### The problem
Below is a block of records; repeat all of them exactly.

### Records shown

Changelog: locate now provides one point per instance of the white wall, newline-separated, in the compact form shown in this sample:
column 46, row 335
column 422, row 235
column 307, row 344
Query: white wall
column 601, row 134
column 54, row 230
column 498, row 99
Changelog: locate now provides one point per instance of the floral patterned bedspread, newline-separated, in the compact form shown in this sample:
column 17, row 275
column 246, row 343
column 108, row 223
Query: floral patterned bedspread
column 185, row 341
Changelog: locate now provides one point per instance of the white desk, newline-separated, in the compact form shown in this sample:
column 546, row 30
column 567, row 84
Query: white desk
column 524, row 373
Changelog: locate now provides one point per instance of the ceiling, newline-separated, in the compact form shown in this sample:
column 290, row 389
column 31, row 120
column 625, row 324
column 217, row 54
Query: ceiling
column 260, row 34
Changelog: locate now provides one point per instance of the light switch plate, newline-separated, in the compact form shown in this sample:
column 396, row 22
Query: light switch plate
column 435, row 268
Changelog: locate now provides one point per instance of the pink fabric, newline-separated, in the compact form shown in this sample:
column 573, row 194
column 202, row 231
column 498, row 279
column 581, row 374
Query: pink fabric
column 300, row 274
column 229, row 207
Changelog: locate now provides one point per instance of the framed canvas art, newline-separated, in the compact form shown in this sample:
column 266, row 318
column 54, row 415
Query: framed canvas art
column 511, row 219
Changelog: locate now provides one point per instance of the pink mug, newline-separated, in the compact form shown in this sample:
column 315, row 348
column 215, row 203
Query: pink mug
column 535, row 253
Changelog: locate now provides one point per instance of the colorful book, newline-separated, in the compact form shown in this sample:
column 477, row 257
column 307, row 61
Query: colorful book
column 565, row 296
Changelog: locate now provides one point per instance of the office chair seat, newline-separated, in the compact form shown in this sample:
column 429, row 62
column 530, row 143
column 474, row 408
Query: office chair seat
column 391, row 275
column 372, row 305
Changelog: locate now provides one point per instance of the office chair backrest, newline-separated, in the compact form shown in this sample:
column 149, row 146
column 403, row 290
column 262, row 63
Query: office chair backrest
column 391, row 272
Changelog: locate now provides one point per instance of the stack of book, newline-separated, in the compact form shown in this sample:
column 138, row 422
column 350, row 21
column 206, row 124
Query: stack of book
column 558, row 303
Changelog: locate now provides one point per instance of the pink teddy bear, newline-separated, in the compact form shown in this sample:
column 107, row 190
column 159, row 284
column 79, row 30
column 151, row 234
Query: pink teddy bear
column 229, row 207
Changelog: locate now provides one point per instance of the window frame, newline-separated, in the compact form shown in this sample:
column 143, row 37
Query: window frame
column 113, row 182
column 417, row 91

### Answer for this exercise
Changelog: locate now provides one point per instance of the white wall, newline-separated, in the compact form shown in this sample:
column 46, row 335
column 422, row 235
column 307, row 344
Query: white wall
column 601, row 134
column 54, row 230
column 498, row 99
Changelog: locate now provides one point per instance of the floral patterned bedspread, newline-separated, in the compact form shown in this sample:
column 17, row 275
column 246, row 343
column 108, row 223
Query: floral patterned bedspread
column 185, row 341
Changelog: locate now provides one point per instance of the white desk, newline-separated, in the compact form shown in this sample:
column 546, row 30
column 567, row 84
Query: white desk
column 524, row 373
Changelog: locate now provides one point per instance of the ceiling, newline-separated, in the compact form shown in this sample:
column 290, row 389
column 31, row 120
column 625, row 324
column 217, row 54
Query: ceiling
column 260, row 34
Changelog: locate now provides one point per instance of the light switch plate, newline-separated, in the compact form shown in this sample:
column 396, row 22
Query: light switch plate
column 435, row 268
Changelog: locate now provides one point per instance of the pink fabric, newline-separated, in the compact form shown in this sample:
column 573, row 194
column 202, row 231
column 498, row 279
column 581, row 374
Query: pink fabric
column 300, row 274
column 229, row 207
Changelog: locate now provides one point per instance of the framed canvas art, newline-separated, in the compact form shown in this sample:
column 266, row 318
column 54, row 415
Query: framed canvas art
column 511, row 219
Changelog: locate now provides one point per instance of the pink mug, newline-separated, in the compact form shown in this sample:
column 315, row 348
column 215, row 203
Query: pink mug
column 535, row 253
Changelog: locate now provides one point per instance of the colorful book, newline-separated, in the compact form shown in this sample:
column 477, row 257
column 307, row 61
Query: colorful book
column 565, row 296
Changelog: locate now provides one point per instance of the office chair seat, newline-separated, in the compact form shown in this sample:
column 429, row 62
column 530, row 143
column 474, row 408
Query: office chair seat
column 391, row 275
column 372, row 305
Changelog: locate now provides one point per instance of the office chair backrest, newline-separated, in the compact form shown in this sample:
column 149, row 146
column 403, row 290
column 262, row 63
Query: office chair backrest
column 391, row 272
Changelog: locate now provides one point per instance of the stack of book, newline-separated, in the compact form shown in this sample:
column 138, row 422
column 350, row 21
column 206, row 124
Query: stack of book
column 558, row 303
Changelog: locate now provides one point per instance of the pink teddy bear, newline-separated, in the compact form shown in this sample:
column 107, row 190
column 159, row 284
column 79, row 30
column 151, row 234
Query: pink teddy bear
column 229, row 207
Changelog: locate now provides one point per instance of the window frame, newline-separated, in the compact form shown in this sample:
column 143, row 37
Query: window frame
column 113, row 182
column 417, row 91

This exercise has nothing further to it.